Data supplied:
○ ○ ○ ○ ○

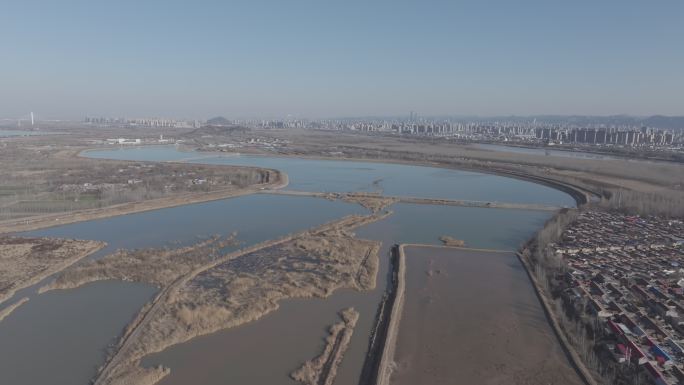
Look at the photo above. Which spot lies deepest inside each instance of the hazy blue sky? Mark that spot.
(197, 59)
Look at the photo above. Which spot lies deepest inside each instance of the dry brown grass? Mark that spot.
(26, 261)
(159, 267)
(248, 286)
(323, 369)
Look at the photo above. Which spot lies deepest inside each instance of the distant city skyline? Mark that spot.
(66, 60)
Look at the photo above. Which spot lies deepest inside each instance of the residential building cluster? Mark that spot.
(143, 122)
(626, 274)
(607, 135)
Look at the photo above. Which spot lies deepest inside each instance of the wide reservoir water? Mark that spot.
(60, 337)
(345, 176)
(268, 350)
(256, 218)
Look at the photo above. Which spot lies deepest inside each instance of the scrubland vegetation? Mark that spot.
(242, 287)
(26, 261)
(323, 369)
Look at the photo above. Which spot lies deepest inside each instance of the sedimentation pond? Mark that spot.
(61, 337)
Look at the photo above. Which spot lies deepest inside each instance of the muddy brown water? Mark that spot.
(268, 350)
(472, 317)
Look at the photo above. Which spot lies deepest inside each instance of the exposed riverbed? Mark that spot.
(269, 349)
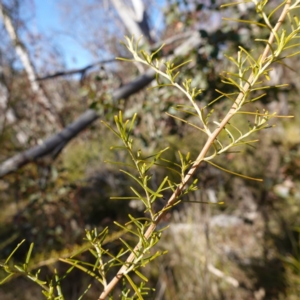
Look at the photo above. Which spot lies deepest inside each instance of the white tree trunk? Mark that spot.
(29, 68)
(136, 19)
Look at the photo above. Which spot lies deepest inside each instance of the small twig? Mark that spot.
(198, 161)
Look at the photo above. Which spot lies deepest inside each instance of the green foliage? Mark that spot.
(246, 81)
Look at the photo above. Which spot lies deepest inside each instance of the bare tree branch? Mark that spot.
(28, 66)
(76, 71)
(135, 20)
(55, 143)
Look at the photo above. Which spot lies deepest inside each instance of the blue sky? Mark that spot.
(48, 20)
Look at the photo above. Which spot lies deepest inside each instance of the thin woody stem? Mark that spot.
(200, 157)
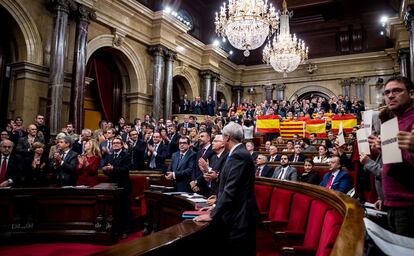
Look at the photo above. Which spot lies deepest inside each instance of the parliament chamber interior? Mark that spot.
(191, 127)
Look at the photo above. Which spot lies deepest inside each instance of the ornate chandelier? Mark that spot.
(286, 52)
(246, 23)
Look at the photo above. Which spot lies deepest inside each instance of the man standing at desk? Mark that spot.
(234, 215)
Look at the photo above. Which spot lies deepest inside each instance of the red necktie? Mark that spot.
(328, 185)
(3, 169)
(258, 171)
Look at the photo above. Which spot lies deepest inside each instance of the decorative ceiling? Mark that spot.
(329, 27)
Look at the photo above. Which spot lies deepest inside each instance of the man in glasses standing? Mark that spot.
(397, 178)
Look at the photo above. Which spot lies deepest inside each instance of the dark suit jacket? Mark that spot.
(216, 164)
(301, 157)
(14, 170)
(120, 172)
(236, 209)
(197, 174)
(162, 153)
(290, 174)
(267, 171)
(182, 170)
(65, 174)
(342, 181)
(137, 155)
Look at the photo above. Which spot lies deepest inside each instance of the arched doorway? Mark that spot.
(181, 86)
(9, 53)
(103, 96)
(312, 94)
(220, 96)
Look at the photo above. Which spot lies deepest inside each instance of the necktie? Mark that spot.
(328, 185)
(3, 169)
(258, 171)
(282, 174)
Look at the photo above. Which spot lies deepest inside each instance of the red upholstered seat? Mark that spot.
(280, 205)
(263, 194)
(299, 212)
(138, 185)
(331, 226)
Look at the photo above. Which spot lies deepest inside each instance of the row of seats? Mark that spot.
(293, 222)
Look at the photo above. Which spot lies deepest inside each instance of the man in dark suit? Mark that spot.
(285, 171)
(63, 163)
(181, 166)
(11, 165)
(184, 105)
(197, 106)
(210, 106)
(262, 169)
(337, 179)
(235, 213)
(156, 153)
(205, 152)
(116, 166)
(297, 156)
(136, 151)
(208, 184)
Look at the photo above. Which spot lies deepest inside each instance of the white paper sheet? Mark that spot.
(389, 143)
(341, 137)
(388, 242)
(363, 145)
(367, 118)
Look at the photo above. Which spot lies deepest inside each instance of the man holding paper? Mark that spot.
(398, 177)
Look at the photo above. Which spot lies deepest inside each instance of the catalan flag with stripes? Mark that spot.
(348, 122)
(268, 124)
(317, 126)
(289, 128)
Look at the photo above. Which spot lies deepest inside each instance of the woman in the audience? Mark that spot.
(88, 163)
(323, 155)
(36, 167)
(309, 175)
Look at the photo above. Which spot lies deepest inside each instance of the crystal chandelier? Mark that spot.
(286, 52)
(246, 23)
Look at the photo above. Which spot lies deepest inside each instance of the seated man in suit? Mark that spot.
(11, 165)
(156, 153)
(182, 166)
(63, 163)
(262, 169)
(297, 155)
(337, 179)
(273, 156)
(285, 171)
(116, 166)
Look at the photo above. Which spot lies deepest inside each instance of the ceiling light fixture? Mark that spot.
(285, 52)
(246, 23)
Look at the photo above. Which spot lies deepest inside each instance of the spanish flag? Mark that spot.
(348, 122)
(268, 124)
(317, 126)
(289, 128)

○ ○ ○ ○ ○

Short exercise: Your copy of the data should match it exactly, except that pictures are left out.

Exercise output:
Look at the photo above. Which spot lies deepest inside each instance of the hazy blue sky? Mark that spot.
(197, 59)
Look at the photo above. Which spot lies deepest inside each instance of the dry brown grass? Mark that spot.
(26, 261)
(159, 267)
(248, 286)
(323, 369)
Look at the photo above. Which spot lies deepest inside each instance of the distant city skyline? Mark that spot.
(66, 60)
Look at the photo above. Which spot lies deepest inside each instance of the residential building cluster? Mark that spot.
(143, 122)
(626, 274)
(607, 135)
Look at the photo above. Which spot lies deepest inside each instance of the wide reservoir water? Mark that spot.
(60, 337)
(345, 176)
(268, 350)
(256, 218)
Look at the photo above. Which spot lies deepest inside each instance of the scrubland vegetation? Mark that spot.
(242, 287)
(26, 261)
(323, 369)
Look at the photo above. Which spot lies deepest inside each instance of the sedimentation pond? Mark that spot.
(61, 337)
Look at the photo above. Which spot lies deepest inside each instance of the muddy brown water? Mark that spot.
(268, 350)
(472, 317)
Look at the photo above. Which spot lies deepest inside each instance of the exposed riverbed? Mark that spot.
(269, 349)
Look at the photo above. Which spot lies deepest inside each instance of the white tree trunk? Mark that spot.
(29, 68)
(136, 19)
Look at the photo above. Which spot lies deepest inside each instance of the small twig? Mark that spot.
(198, 161)
Look at the photo above. Which spot lies deepest inside each instance of the green foliage? Mark that spot.
(246, 81)
Look at the photo above. Which spot lies deepest inside each instance of the bare tree branch? Mark that spot.
(28, 66)
(76, 71)
(135, 20)
(55, 143)
Look at the photo above. Which spot lies deepest inside each instance of the blue sky? Mark that spot.
(48, 20)
Look at the photo above. Which spot lies deepest inside each instance of the thin woody stem? Mark that spot.
(200, 157)
Look at the photo above. Which spot lies deepest inside each instance of the parliament chamber interior? Mark that spot.
(191, 127)
Look at the photo above. Which spot lies deepest inside each instance of the ornate chandelier? Mark that spot.
(286, 52)
(246, 23)
Look at the photo above. Which spot lies deepest inside each instance of the man standing at desk? Mark that spot.
(234, 215)
Look at the photo above. Which spot lies deepest inside each instance of the red necktie? Mark that spot.
(328, 185)
(3, 169)
(258, 171)
Look at the photo above. Which spot lies deepest inside each instance of the decorative ceiling? Mark that spot.
(329, 27)
Look at the photo above. Which spot lies deepest inside each instance of the man in glasses standing? Mark that spot.
(397, 178)
Look at the photo above. Which spot lies deepest inside each instance of the dark suit jacket? Mark that spot.
(216, 164)
(301, 157)
(14, 170)
(120, 172)
(236, 209)
(197, 174)
(162, 153)
(290, 174)
(267, 171)
(182, 170)
(65, 174)
(342, 181)
(137, 155)
Look at the photo above. Which spot lies deepest inside each instance of the arched doorway? Mark that spot.
(181, 86)
(9, 53)
(103, 96)
(312, 94)
(220, 96)
Look at the photo above. Which spot lies deepest inside each instance of the necktie? Mark that spot.
(328, 185)
(3, 169)
(258, 171)
(282, 174)
Look at the photo above. Which spot lies deepest inside each instance of the red upholstered seat? Mark that spot.
(280, 205)
(263, 194)
(299, 212)
(138, 185)
(331, 226)
Look at the photo above. Which spot lies deepest inside each instance of the row of seats? Mark that spot.
(293, 222)
Look at the photo above. Which spot lies deepest inside each instance of the man in dark suit? Mark that spot.
(285, 171)
(63, 163)
(181, 166)
(11, 165)
(184, 105)
(197, 106)
(210, 106)
(262, 169)
(337, 179)
(235, 213)
(156, 153)
(205, 152)
(116, 166)
(297, 156)
(136, 151)
(208, 184)
Look at the photo above. Which spot lies deepest inside each instance of the white paper sheet? Mark that spot.
(389, 143)
(341, 137)
(388, 242)
(363, 145)
(367, 118)
Look at the photo above. Which spot lies deepest inside each instance of the man holding paper? Mark that spot.
(398, 177)
Look at the photo above. Which spot lies deepest inside each instance of the catalan flag with stripes? Mark that spot.
(348, 122)
(268, 124)
(317, 126)
(289, 128)
Look at the photo above. Which spot lies deepest inside each instance of the woman in the audience? Mark that spot.
(88, 163)
(323, 155)
(36, 167)
(309, 175)
Look at the photo above. Which spot lies deepest inside each instance of the crystal chandelier? Mark that spot.
(286, 52)
(246, 23)
Look at the photo above. Which spot lies deepest inside each instance of the seated man in suit? Mark that spot.
(11, 165)
(156, 153)
(182, 166)
(63, 163)
(262, 169)
(297, 155)
(337, 179)
(273, 156)
(285, 171)
(116, 166)
Look at the photo above. Which spot lies deepest inside each instance of the ceiling light fixture? Mark that spot.
(285, 52)
(246, 23)
Look at the photo above. Which spot lies deepest inside each instance of the spanish flag? Mark that spot.
(348, 122)
(268, 124)
(317, 126)
(289, 128)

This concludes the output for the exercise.